What this exercise asks.
(1) Using the reader comments below, explain why Jon Kalkman says the shareholder wears all the risk of business failure.
(2) Extend the reader comments on Bill Shorten's proposal from the point where they stop.

This article is "SPOT ON"! Maybe Bill Shorten and his Labor supporters should adhere to the realities as stated and have a better informed understanding of the benefits . Current system is fair and equitable to those who have forgone any Govt pensions whether" aged or Disability" over their working life and will NOT be a burden on other taxpayers into the future. PS ( in our case Self funded for last 18 yrs-retired after selling businesses at 47yrs old and having just gone into Pension phase in last few years)

Robert Bouwer
April 19, 2018

This is one of the best articles I have read on this proposed move by the Bill Shorten. It demonstrates what economic vandals the Labor party are.

Ramani
April 19, 2018

The blurb says the article does not consider the circumstances of any investor. True, but more relevantly, it does not at all consider the investor who invests all into Australia, the taxpayer.

Taking current conditions as God-given, it argues eloquently for the staus quo. The problem is these conditions are the consequence of many ill-thought and transient measures that collectively tip the already wobbly fiscal system into disequilibrium.

Consider the case of a current young worker with family responsibilities obliged to pay tax and medicare, vis-a-vis the parents in pension mode receiving taxfree treatment. Stuff of social disenchantment.

When unsustianbly favourable changes are made the self-serving silence is bettered by the subsequent squeals when balance is attempted.

The taxpayer is cheated, and the taxpayer is us.

Jon Kalkman
April 19, 2018

The shareholder, in this case a SMSF, is not a customer, creditor or employee of a company. The shareholder is a part-owner of the company who wears all the risk of business failure. As a separate legal entity, a company has a legal obligation to pay tax on profits at the company tax rate on behalf of its shareholders. It is described on the ATO website as a withholding tax. Any after-tax profits also belong to the owner/shareholders.

Data records.
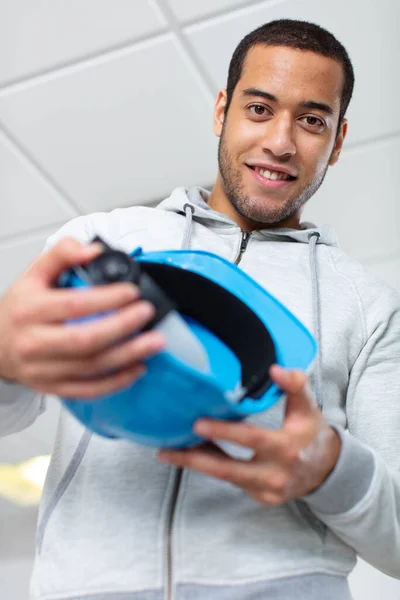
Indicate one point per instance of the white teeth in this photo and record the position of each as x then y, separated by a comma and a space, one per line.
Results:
272, 175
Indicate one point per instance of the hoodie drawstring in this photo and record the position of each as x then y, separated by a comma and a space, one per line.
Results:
189, 210
313, 240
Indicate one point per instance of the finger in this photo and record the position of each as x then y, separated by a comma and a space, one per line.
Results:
80, 340
295, 385
118, 358
243, 434
244, 474
95, 388
52, 306
66, 254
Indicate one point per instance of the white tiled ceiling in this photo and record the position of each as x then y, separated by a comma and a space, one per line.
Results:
388, 271
360, 197
38, 35
371, 38
187, 10
16, 255
120, 131
28, 201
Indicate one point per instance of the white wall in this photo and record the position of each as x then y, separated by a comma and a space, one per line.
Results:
106, 103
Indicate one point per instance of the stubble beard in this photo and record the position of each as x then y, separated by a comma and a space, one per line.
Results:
258, 209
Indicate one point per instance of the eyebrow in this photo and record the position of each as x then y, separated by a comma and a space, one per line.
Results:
312, 104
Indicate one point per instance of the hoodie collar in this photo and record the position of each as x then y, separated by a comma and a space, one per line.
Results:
197, 198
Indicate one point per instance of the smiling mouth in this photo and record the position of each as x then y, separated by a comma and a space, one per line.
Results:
272, 175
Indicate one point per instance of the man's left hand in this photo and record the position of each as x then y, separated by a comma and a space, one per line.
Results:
286, 464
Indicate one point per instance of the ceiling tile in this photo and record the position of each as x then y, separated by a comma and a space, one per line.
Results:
123, 131
360, 197
374, 108
187, 11
388, 271
27, 201
16, 257
40, 35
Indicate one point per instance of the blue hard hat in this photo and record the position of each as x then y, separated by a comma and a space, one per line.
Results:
219, 368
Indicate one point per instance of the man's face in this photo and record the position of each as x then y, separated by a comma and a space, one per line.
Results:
280, 133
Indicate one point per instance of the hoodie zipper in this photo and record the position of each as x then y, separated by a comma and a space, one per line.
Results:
169, 588
243, 245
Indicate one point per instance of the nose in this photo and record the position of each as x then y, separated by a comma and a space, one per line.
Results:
279, 137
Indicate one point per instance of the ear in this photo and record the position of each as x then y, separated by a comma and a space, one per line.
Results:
339, 143
219, 112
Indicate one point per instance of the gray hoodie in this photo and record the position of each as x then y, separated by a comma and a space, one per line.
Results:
115, 524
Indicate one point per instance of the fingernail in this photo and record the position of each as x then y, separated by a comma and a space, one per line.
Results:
202, 428
146, 310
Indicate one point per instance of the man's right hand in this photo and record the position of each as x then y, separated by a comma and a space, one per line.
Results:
83, 360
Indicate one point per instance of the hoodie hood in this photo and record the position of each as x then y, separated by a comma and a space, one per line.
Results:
197, 199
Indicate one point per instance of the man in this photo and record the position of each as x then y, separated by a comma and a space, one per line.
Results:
121, 521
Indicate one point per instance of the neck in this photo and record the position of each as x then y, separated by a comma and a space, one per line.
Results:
220, 202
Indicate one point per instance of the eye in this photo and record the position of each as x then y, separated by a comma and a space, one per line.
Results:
313, 122
259, 110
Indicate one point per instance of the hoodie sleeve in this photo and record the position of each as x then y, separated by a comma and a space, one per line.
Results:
19, 405
360, 500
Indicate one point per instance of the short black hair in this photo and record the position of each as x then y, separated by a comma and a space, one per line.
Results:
299, 35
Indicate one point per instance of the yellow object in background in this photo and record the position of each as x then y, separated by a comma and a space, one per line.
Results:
23, 483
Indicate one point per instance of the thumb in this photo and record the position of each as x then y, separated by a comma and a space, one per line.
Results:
295, 385
67, 253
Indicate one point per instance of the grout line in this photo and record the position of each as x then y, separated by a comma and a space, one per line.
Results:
31, 235
196, 68
82, 62
33, 166
378, 259
370, 143
225, 13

Answers provided.
(1) The shareholder is not a customer, creditor or employee of the company but a part-owner of it, so the risk of business failure falls on the shareholder.

(2)
The purpose and effect of imputation credits is to ensure that company profits are only taxed once; in the hands of the shareholder at their marginal tax rate. The cash refund of imputation credits is a refund of the excess tax already paid on behalf of the shareholder because the shareholder has a lower tax rate than the company tax rate. A tax refund is not a tax concession.

Unlike the age pension, the refund of imputation credits does not cost the taxpayer anything, because it is money already paid by the company tax on the owner’s behalf. No additional tax is needed to pay this refund. Self-funded retirees save the taxpayer money – that is why we need more of them!

A single person on the age pension costs the taxpayer $23,600 per year and a couple costs the taxpayer $35,600 per year. That is equivalent to giving a single male $400,000 on retirement (females cost more because they live longer) or $700,000 for a couple. All age pension payments, currently $45bn per year, come from general revenue with no contribution from age pensioners. Any increase in age pension payments, because there are more retirees or they are living longer, will require additional taxation.

Warren Bird
April 19, 2018

I don't usually react like this, but ...

That's complete nonsense Ramani. Making someone who has a zero tax rate pay tax is what would amount to cheating, which is why imputation was introduced in the first place.

Clearly this inter-generational issue needs to be debated and discussed. I suggest we do that as a broad topic in itself rather than confusing it by linking it to any specific measure. Think very carefully, though, about what you've said here. The argument applies to removing any benefit provided to an older person if it means that the 'current young worker with family responsibilities' has to pay a little more tax. No more free train trips for my 90 year old dad in that case, it's grossly unfair on his granddaughter and great-grandson.

Bob Clippingdale
April 21, 2018

You are not alone !we had these same problems when we were young!

Jim L
April 19, 2018

The article states "Since 2007, withdrawals from the fund (both pensions and lump sums) have been tax-free.".

What about trustees and members that are under 60 years of age; aren't pensions and withdrawals taxed on the taxable components at the marginal rate less the Super Income Stream Tax Offset?